COMPLETE THE FOLLOWING.
- a) Say whether each statement agrees with the passage on critical reception of The Eraser: (i) Kitty Empire called the album "a qualified success"; (ii) Uproxx named it Yorke's best solo album in 2006; (iii) The Eraser won the 2006 Mercury Prize. Answer each with yes or no and quote the deciding words.
- b) Pick up the passage on critical reception of The Eraser after its final sentence and write what comes next.

EXCERPTED PASSAGE.
David Fricke said "the most striking thing about The Eraser is the high, clear sound of Yorke's voice, virtually free of the milky reverb he favours on Radiohead records". PopMatters wrote: "The Eraser isn't a masterpiece, but it's much more than solo-project divergence. Yorke has stayed focused and created a tight album that draws on its predecessors without being held to or afraid of them." The Los Angeles Times critic Ann Powers found that "like all of Yorke's best work, [The Eraser] finds its strength in the spaces where words and music dissolve, only to form something new".

In The Guardian, Alexis Petridis wrote that The Eraser "offers a plethora of low-key delights", but "you can't help imagining what it might have sounded like if Yorke had turned it over to Radiohead". Another Guardian critic, Kitty Empire, wrote that Yorke had "a fluent and unexpectedly convincing way with a laptop, coaxing faux-analogue sonar bloops, crackles and snaps out of digital gear". She cited "The Clock", "And It Rained All Night" and "Atoms for Peace" as high points and called the album "a qualified success".

The Village Voice praised Yorke's vocals, but found that "without the hooks of his inspirations or [Radiohead's] density, the results offer pleasantries where they could provoke profound unpleasantries". Pitchfork wrote that The Eraser is "strikingly beautiful and thuddingly boring in maddeningly equal measure". Writing in MSN Music, Robert Christgau found the themes "overstated" and the music "tastefully decorated click-and-loop". In 2019, Uproxx named it Yorke's best solo album, saying it "comes closest to having the heft of an actual Radiohead album ... Many of these tracks are as memorable as anything that Radiohead put out at around the same time."

The Eraser was named the 15th-best album of 2006 by NME, the 30th by The Observer, and the 34th by Rolling Stone. It was nominated for the 2006 Mercury Prize and the 2007 Grammy Award for Best Alternative Music Album. It is certified gold in the UK, Canada and Japan.

INFORMATION SHOWN.
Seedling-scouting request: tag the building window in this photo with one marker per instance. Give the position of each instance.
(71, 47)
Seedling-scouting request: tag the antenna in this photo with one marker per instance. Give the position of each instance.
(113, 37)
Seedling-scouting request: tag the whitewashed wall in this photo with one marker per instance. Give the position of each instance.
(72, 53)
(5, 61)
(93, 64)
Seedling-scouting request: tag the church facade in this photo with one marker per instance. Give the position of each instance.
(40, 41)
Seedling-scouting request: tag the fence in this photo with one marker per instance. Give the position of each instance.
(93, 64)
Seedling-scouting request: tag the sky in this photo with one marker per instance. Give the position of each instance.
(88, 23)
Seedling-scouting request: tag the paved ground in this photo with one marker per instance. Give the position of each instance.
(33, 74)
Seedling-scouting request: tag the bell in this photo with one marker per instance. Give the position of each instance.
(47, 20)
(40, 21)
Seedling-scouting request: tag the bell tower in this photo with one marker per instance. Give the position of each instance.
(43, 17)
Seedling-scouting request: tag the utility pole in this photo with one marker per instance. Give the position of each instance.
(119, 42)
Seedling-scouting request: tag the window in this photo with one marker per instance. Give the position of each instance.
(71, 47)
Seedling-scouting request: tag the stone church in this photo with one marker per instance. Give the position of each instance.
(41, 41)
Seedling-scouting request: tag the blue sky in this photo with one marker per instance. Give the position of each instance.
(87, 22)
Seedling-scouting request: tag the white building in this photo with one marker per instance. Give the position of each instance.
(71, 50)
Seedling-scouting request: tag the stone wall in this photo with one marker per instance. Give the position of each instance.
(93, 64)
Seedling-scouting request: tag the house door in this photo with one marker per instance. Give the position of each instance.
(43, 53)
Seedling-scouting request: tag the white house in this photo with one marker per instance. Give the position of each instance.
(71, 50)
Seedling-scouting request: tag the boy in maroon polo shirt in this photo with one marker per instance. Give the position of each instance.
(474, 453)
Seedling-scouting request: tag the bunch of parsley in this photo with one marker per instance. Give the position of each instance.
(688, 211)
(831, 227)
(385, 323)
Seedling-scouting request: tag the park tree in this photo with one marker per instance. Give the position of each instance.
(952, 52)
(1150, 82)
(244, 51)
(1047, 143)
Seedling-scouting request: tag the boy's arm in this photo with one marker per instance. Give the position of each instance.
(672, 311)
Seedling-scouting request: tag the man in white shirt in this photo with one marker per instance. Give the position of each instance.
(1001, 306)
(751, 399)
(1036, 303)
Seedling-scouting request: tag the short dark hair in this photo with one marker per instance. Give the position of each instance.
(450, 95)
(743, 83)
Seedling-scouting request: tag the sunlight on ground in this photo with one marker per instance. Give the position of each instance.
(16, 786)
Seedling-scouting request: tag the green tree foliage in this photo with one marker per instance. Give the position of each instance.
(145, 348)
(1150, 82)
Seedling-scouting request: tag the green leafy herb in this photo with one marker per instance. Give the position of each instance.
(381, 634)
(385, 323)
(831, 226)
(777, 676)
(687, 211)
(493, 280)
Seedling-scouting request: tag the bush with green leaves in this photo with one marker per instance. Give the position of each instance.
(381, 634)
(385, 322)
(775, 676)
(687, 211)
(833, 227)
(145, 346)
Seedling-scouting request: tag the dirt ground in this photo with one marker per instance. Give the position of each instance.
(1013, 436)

==

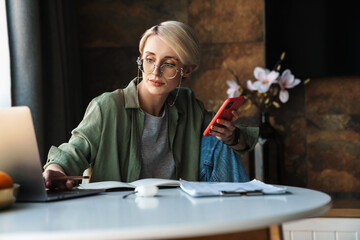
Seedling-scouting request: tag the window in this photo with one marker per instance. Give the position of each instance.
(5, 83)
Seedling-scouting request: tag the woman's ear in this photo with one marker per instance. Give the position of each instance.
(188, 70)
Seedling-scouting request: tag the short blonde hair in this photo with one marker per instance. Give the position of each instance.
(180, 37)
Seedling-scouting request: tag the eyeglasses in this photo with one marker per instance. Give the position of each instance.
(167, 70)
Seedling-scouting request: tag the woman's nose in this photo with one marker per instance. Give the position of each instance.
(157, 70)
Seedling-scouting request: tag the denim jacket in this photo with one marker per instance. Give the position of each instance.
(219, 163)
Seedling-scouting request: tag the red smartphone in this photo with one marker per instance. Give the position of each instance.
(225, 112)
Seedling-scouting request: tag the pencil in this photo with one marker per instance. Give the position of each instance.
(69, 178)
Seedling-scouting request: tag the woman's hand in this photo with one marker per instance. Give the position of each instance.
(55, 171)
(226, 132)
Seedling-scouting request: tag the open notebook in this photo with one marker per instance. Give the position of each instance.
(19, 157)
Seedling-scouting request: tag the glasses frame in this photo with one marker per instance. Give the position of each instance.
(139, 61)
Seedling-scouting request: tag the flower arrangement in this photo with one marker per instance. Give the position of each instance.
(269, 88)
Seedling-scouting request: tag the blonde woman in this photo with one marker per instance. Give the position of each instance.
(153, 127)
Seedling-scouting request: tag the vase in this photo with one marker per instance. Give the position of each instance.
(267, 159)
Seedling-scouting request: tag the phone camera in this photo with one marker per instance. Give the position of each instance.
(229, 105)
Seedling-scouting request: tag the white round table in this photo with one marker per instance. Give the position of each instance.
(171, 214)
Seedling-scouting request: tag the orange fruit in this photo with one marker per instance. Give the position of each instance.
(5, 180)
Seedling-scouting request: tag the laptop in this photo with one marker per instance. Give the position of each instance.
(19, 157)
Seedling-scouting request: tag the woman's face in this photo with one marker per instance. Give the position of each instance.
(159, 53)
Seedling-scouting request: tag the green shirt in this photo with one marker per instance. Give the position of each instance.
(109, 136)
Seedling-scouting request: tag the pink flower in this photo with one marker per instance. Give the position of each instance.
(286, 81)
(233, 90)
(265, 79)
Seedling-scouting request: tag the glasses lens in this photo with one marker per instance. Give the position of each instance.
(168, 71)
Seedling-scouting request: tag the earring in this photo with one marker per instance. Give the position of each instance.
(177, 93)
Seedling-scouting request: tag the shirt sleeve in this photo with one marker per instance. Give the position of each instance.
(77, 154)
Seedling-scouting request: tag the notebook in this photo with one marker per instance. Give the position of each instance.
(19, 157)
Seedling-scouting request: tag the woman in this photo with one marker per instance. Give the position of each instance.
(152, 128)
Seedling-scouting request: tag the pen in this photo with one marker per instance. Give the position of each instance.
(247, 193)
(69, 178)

RESULTS OF THE EXERCISE.
- a)
(i) Yes: "called the album "a qualified success"".
(ii) No: "In 2019, Uproxx named it Yorke's best solo album".
(iii) No: "It was nominated for the 2006 Mercury Prize".

- b)
Professional ratings
Aggregate scores
| Source | Rating |
| Metacritic | 76/100 |
Review scores
| Source | Rating |
| AllMusic | Star |
| The A.V. Club | B+ |
| Entertainment Weekly | B− |
| The Guardian | Star |
| MSN Music (Consumer Guide) | B− |
| Pitchfork | 6.6/10 |
| Q | Star |
| Rolling Stone | Star |
| Spin | Star |
| Uncut | Star |

==Track listing==

| No. | Title | Length |
|---|---|---|
| 1. | "The Eraser" | 4:55 |
| 2. | "Analyse" | 4:02 |
| 3. | "The Clock" | 4:13 |
| 4. | "Black Swan" | 4:49 |
| 5. | "Skip Divided" | 3:35 |
| 6. | "Atoms for Peace" | 5:13 |
| 7. | "And It Rained All Night" | 4:15 |
| 8. | "Harrowdown Hill" | 4:38 |
| 9. | "Cymbal Rush" | 5:15 |

==Personnel==
Adapted from the album liner notes.
- Thom Yorke – music, arrangement
- Nigel Godrich – production, arrangement, extra instrumentation, mixing
- Stanley Donwood – print
- Jonny Greenwood – piano chords on "The Eraser"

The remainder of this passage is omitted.